Extracted text.
Earlier, small white bags holding candles had ringed an ad hoc camp of tents, a crowd of people who know someone who has beaten cancer or has died of it. From six o'clock on Friday night until just before 11 on Saturday morning, people walked around the bags.The walkers, 800 or so, raised more than $82,000 and counting, money that goes to the American Cancer Society. In the first year the ACS has arranged for on-line donations, Cleveland Circle hosted the most successful on-line event in New England, number two nationwide.

Jay Wayshak has been organizing these things for five years. "This was by far the most enthusiastic, emotional, passionate one that I've helped put on," he says. "Yeah, it was amazing. Amazing."

More shameful than amazing is that our school said it couldn't take place here. Relay organizers asked BC if they could stage the relay on Shea Field. Our administration said, simply, "No," and anyone with a pulse gritted their teeth. Wayshak says he was "shocked."

Sadly, I'm not shocked as much as I am appalled. A callous and dollar-driven decision from BC administrators isn't anything new. Wayshak says that of 140 colleges whose students put on relays, we were the only school that didn't offer its campus to what you might understate as a worthy cause. The condition of Shea Field, an understandable concern given recent weather, wasn't a primary concern, according to Wayshak and UGBC Community Affairs officer Tom Millar. No, BC was worried about liability. This, despite the fact that ACS insures the event. They were worried about appearances. This, despite the fact that the relay came off without incident (though a few walkers fortified themselves with visits to a fortification-providing establishment across the street). "God forbid something happens at the relay and the next thing you know it's in the paper," scoffs Wayshak. They were worried about welcoming students from other schools onto campus. Kids from Northeastern, WPI, UNH, Emerson, UMass, and Harvard walked and raised money that might one day fund a cure. Imagine that. Fears about diversity at BC.

No, I'm not shocked, more saddened. Saddened that administrators couldn't be there to see Lindsey, who raised $1,490 to combat the disease that has made her life so much longer than her 19 years. "It's definitely a good feeling to say, 'Wow, I've been through this and here I am,' but at the same time you're sad for others," says Lindsey, who couldn't grasp why the Relay couldn't be on her campus. "I don't understand why they wouldn't let it be here. To raise money to fight cancer, such a bad disease, they could walk around my bedroom if they wanted. For such a good cause, I don't understand the downside."

Task list.
1. Write out the relay column word for word, beginning at the words that contain "Earlier, small white" and stopping after "number two nationwide.".
2. Decide whether each statement agrees with the relay column, answering yes or no and quoting the deciding words: (a) The walkers raised more than $82,000 for the American Cancer Society. (b) According to Wayshak and Millar, the condition of Shea Field was BC's primary concern. (c) Jay Wayshak has been organizing these events for ten years.
The entries that follow have no connection to the relay column.

Data section.
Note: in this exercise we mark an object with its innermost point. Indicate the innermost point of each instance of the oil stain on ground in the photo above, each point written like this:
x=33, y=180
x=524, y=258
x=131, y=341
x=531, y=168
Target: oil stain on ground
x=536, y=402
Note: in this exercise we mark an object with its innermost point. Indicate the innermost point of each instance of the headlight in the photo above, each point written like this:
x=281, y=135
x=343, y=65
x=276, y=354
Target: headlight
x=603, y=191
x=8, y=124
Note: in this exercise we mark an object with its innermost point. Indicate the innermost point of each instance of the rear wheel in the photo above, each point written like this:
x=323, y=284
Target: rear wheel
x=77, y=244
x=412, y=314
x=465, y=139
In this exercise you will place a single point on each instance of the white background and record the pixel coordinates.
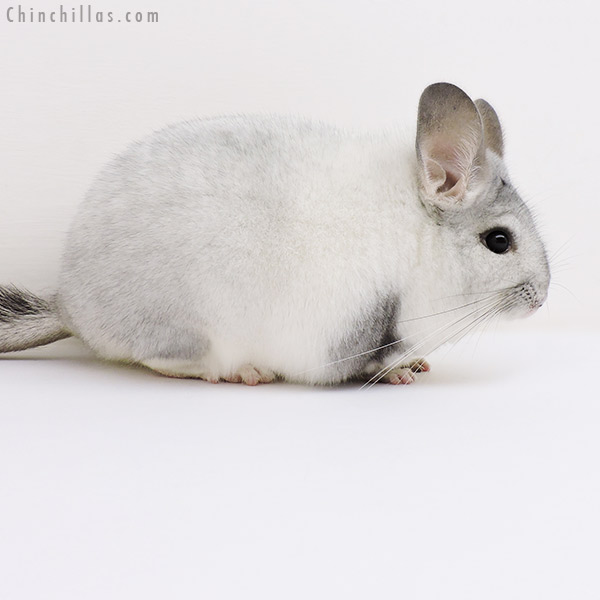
(480, 481)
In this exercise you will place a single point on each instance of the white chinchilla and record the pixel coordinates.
(248, 248)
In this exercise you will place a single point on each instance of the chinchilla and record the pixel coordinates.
(247, 248)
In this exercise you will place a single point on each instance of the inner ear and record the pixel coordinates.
(449, 142)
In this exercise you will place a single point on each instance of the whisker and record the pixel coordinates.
(496, 305)
(364, 353)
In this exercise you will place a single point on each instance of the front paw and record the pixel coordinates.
(406, 374)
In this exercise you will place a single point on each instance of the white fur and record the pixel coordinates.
(259, 241)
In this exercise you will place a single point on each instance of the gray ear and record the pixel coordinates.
(492, 130)
(449, 143)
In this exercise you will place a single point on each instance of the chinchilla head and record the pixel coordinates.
(486, 232)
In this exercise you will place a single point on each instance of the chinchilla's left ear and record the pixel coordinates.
(492, 130)
(450, 146)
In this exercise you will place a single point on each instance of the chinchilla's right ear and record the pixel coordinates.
(449, 146)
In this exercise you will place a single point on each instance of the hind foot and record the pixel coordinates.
(194, 370)
(251, 376)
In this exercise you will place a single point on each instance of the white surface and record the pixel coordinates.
(479, 481)
(75, 94)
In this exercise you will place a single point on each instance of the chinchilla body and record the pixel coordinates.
(244, 248)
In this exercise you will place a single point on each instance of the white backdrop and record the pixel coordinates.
(73, 94)
(479, 482)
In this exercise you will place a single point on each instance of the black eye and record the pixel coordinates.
(497, 240)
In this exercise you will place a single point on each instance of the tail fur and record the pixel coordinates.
(26, 320)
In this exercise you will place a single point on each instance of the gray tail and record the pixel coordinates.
(27, 320)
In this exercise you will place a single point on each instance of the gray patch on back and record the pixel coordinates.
(374, 328)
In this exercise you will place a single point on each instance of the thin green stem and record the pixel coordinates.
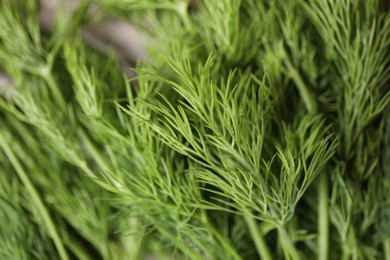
(223, 241)
(386, 248)
(288, 247)
(257, 237)
(323, 219)
(306, 96)
(35, 198)
(54, 89)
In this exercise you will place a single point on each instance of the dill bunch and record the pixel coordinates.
(252, 129)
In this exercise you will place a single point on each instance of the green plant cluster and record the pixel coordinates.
(255, 129)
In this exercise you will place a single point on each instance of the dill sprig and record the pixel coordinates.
(252, 130)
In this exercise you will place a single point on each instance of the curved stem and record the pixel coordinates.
(35, 199)
(304, 91)
(386, 247)
(323, 219)
(258, 239)
(288, 247)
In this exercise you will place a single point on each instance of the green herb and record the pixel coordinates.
(254, 129)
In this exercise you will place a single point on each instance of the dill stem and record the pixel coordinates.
(323, 219)
(257, 237)
(306, 96)
(287, 245)
(55, 90)
(222, 240)
(35, 198)
(386, 248)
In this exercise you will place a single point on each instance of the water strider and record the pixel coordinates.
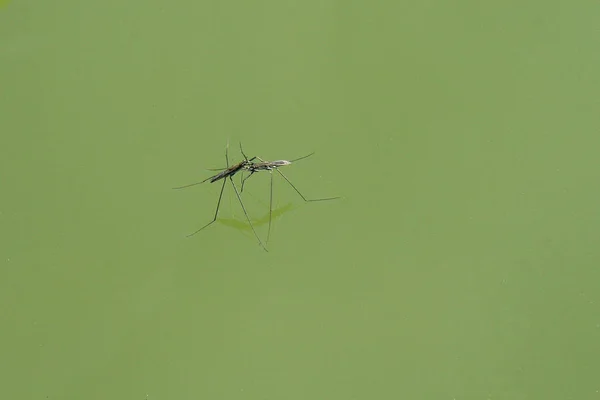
(251, 166)
(271, 166)
(227, 173)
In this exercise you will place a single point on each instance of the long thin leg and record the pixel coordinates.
(301, 195)
(244, 180)
(194, 184)
(270, 208)
(226, 156)
(242, 151)
(216, 212)
(246, 214)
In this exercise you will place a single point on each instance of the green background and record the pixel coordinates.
(461, 263)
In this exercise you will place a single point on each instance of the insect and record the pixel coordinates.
(271, 166)
(224, 175)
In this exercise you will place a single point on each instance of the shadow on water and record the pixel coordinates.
(264, 220)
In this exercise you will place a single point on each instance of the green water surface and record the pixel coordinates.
(460, 263)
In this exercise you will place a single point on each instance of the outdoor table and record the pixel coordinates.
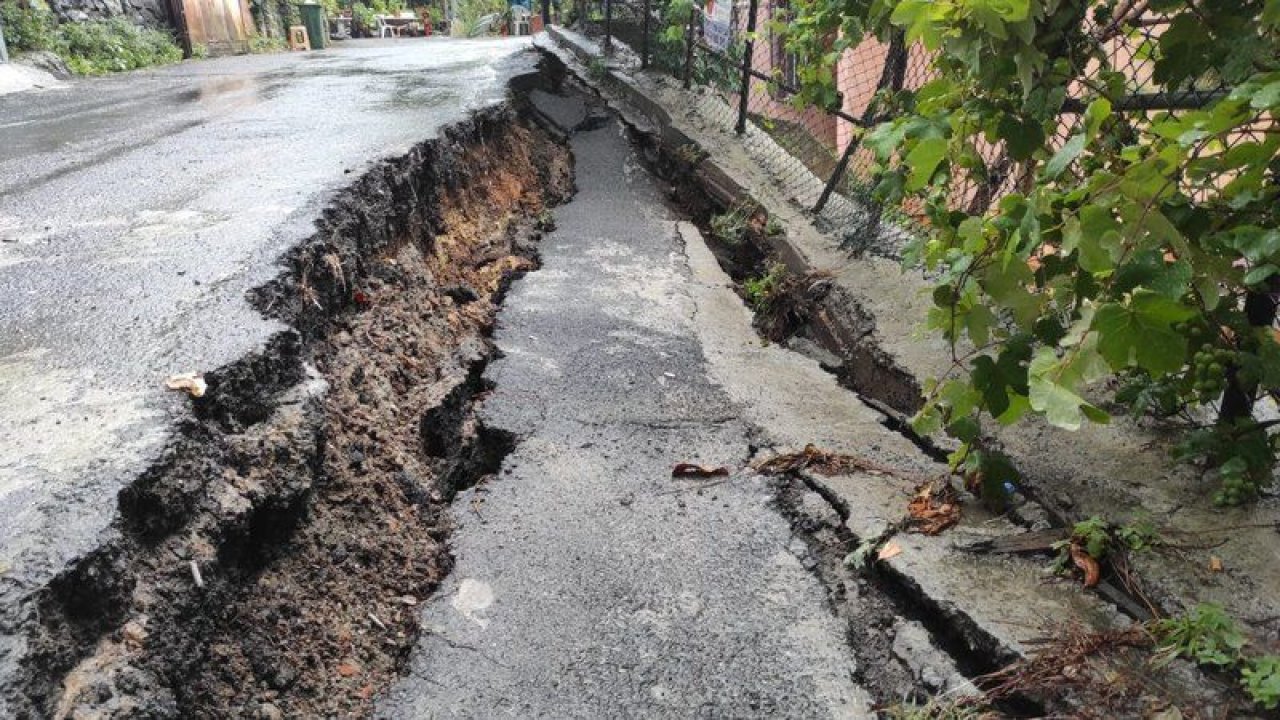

Results for each task.
1.
Earlier, small white bags holding candles had ringed an ad hoc camp of tents, a crowd of people who know someone who has beaten cancer or has died of it. From six o'clock on Friday night until just before 11 on Saturday morning, people walked around the bags.The walkers, 800 or so, raised more than $82,000 and counting, money that goes to the American Cancer Society. In the first year the ACS has arranged for on-line donations, Cleveland Circle hosted the most successful on-line event in New England, number two nationwide.

2.
(a) Yes: "The walkers, 800 or so, raised more than $82,000 and counting, money that goes to the American Cancer Society."
(b) No: "The condition of Shea Field, an understandable concern given recent weather, wasn't a primary concern, according to Wayshak and UGBC Community Affairs officer Tom Millar."
(c) No: "Jay Wayshak has been organizing these things for five years."